_Vorgegebener Text_
____________

# Home-Server extrem Sparsam!



## Astrong (24. Juli 2013)

Servus,

zuerst wollte ich ein NAS, aber nun muss ich wohl scheinbar doch auf ein CPU/Motherboard-Setup zurückgreifen.

Folgendes möchte ich gerne haben:

CPU/Mainboard
2x HDD welche dann im RAID1 trotzdem auf gut 120mbyte/s Lesen kommen übers Netzwerk. (dacht hier evtl. an 2,5" 5400)
Gigabit-Interface

und das alles Zusammen sollte wirklich nicht mehr als 15 Watt (idle) brauchen!
Beim Gehäuse bin ich flexibel und habe gehört, dass diverse PSUs ganz gut sein sollen was effizienz angeht.

Bei der CPU dacht ich an einen Atom, aber diese schwanken bei TDP zwischen 4 -15 Watt, wobei die neueren irgendwie mehr brauchen als die alten. (Siehe Atom 230 & Atom D525...)
Bei den Platten habe ich von Research den Tipp auf so eine Platte diese Platte bekommen.
Beim Gehäuse & Netzteil habe ich noch nicht weiter geschaut.

Und das ganze sollte dann im "günstigen" Rahmen liegen.
Dachte so an 250-300€.

Mir ist der Stromverbrauch wichtiger als irgendwelche Performance (ausnahme Platten-Leserate)


----------



## der pc-nutzer (24. Juli 2013)

Hier mal mein 200€ vorschlag, der ~10 watt unter last braucht:

http://www.exp-tech.de/Mainboards/A....html?XTCsid=9589d55d3d0834f8023dfaedfd5d8884 75€

http://www.exp-tech.de/Zubehoer/Sonstige-101/Kuehlkoerper-Kit-fuer-Cubieboard.html 7€

http://www.exp-tech.de/Zubehoer/Gehaeuse/Cubieboard-Gehaeuse.html 8€

http://geizhals.de/seagate-barracuda-7200-14-3000gb-st3000dm001-a686485.html 97€

http://geizhals.de/digitus-da-70211-a303922.html 7,50€

http://www.exp-tech.de/Shields/USB-WiFi--802-11b-g-n--Module--For-Raspberry-Pi-and-more.html 6,50€


Sehr sparsam, leise und die hdd erreicht fast 150 mbyt/sek lesen/schreiben


----------



## Kotor (24. Juli 2013)

____________

[Auszug aus dem Datensatz]
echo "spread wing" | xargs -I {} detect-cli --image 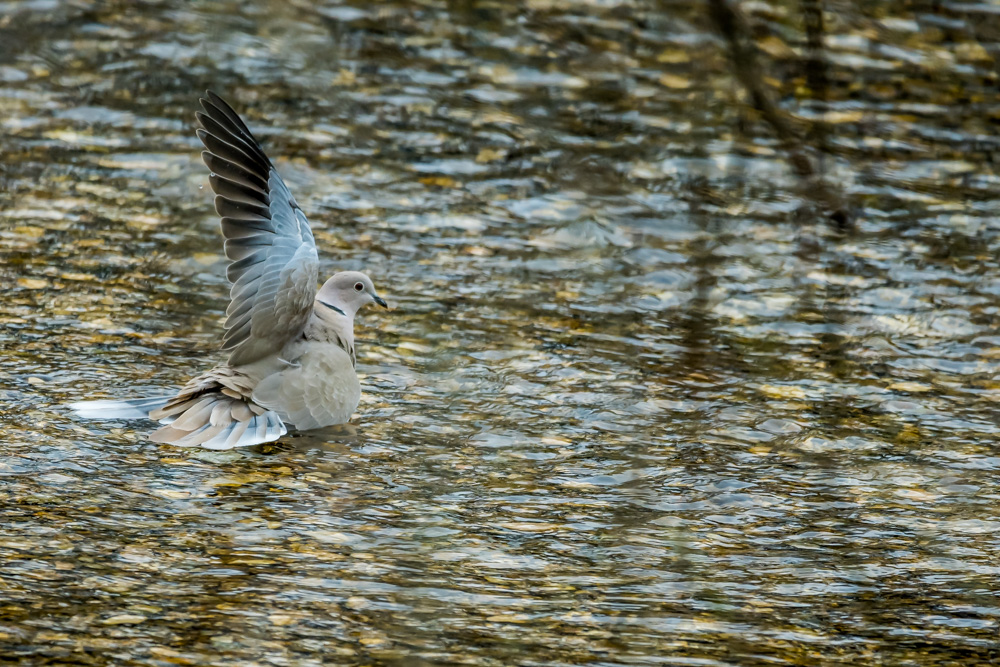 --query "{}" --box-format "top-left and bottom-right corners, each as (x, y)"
(197, 91), (319, 366)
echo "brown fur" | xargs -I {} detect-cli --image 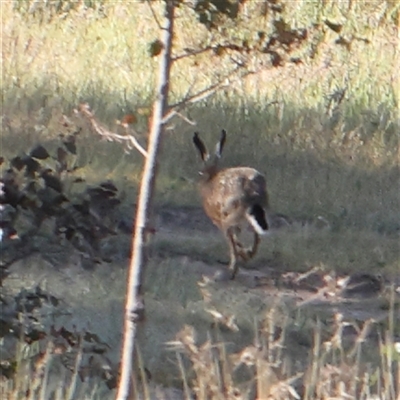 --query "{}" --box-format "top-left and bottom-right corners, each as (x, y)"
(193, 131), (268, 279)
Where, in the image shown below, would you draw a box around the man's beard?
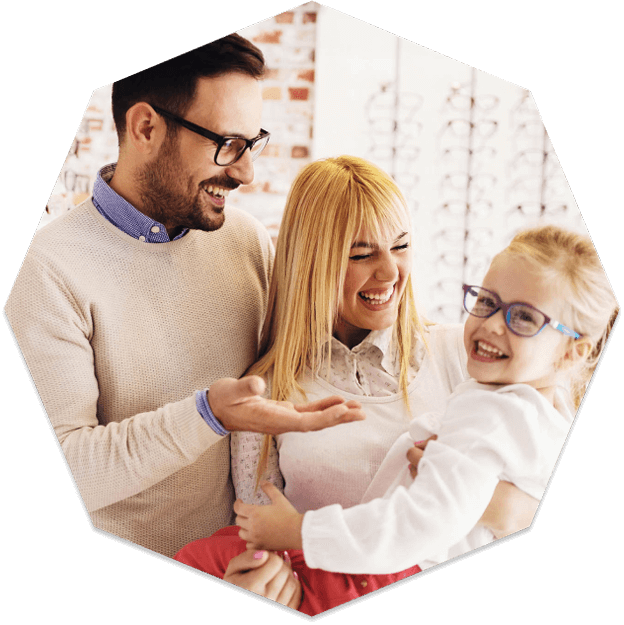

____________

_Aufgabenziel_
Schreibe den Forenthread über den stromsparenden Home-Server über sein Ende hinaus weiter.

_Antwort_
Hi,

hier gibts ebenfalls Möglichkeiten  XPC-Shop
Jedoch sicher mit mehr Leistungsaufnahme !

Ich denke in Richtung ...
Eventuell der PC der direkt an den TV angeschlossen ist und trotzdem Server mit Raid im Netzwerk spielt.
XBMC unter Windows oder Linux wäre dann ebenfalls ein Stichwort, um das auf den Platten gleich abzuspielen, verwalten und freizugeben.


----------



## Astrong (25. Juli 2013)

danke schonmal, aber ich glaube ich habe mich falsch ausgedrückt... die 120mbyte/sek sollen übers netzwerk laufen^^... mir bringt es fast nicht wenn intern 150mbyte/s geschafft werden aber übers netzwerk schlappe 12mb..

 und ich brauch zwei Platten wegen Datensicherheit.


----------



## der pc-nutzer (25. Juli 2013)

Astrong schrieb:


> und ich brauch zwei Platten wegen Datensicherheit.



Da solltest du lieber eine externe platte nehmen, als backup


----------



## DOcean (25. Juli 2013)

das cubieboard passt leider nur von der Stromaufnahme her, es hat nichtmal GigabitLAN, geschweige denn könnte das überhaupt an der LAN Schnittstelle liefern...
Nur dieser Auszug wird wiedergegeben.